Written request:
Turn the items into a numbered list, starting at their first line and ending at the line that contains "48,7 -> 56,13", and leave out blank lines and the pictures.

[Stored data entries]
□ □ □ □ □ □ □
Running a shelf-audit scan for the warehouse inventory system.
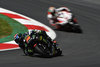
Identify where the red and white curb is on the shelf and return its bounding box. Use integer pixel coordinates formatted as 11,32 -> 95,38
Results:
0,8 -> 56,51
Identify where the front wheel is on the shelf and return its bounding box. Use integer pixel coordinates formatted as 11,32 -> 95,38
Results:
72,25 -> 82,33
23,47 -> 34,56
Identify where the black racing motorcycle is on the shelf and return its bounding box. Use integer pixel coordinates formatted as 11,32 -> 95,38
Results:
23,36 -> 62,57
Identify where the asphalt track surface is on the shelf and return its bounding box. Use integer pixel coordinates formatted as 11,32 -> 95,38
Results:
0,0 -> 100,67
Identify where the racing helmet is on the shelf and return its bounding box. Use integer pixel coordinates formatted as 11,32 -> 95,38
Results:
14,33 -> 22,39
48,7 -> 56,13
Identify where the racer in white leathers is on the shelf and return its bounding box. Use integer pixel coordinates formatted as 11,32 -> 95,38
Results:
47,7 -> 76,28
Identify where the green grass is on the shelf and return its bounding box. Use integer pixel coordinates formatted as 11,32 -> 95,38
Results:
0,18 -> 12,38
□ □ □ □ □ □ □
The reply:
1. Running a shelf-audit scan for the warehouse inventory system.
2. Identify where the red and white curb is on the shelf and return its bounding box. Use integer pixel coordinates formatted as 11,32 -> 95,38
3. Results:
4. 0,8 -> 56,51
5. Identify where the front wheel is on the shelf and return its bounding box. Use integer pixel coordinates formatted as 11,32 -> 95,38
6. Results:
7. 72,25 -> 82,33
8. 23,47 -> 34,56
9. Identify where the black racing motorcycle is on the shelf and return its bounding box. Use integer pixel coordinates formatted as 11,32 -> 95,38
10. Results:
11. 23,36 -> 62,57
12. Identify where the asphalt track surface is on the shelf and return its bounding box. Use integer pixel coordinates formatted as 11,32 -> 95,38
13. Results:
14. 0,0 -> 100,67
15. Identify where the racing helmet is on the shelf and return its bounding box. Use integer pixel coordinates formatted as 11,32 -> 95,38
16. Results:
17. 14,33 -> 22,39
18. 48,7 -> 56,13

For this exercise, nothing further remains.